◆ **THE REQUEST**
Please rewrite the lines below, replacing "innermost point" with "central point" wherever it occurs and leaving everything else unchanged.

◆ **RECORDS TO USE**

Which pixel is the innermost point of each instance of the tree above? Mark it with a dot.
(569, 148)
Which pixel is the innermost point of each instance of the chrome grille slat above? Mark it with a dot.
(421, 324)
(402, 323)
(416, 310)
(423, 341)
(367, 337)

◆ **ANSWER BELOW**
Which pixel is the central point of each instance of the tree above? Mark it with a dot.
(569, 148)
Which pixel is the central point of each instance of the chrome grille slat above? Mark it with a dot.
(421, 324)
(402, 323)
(416, 310)
(423, 341)
(367, 337)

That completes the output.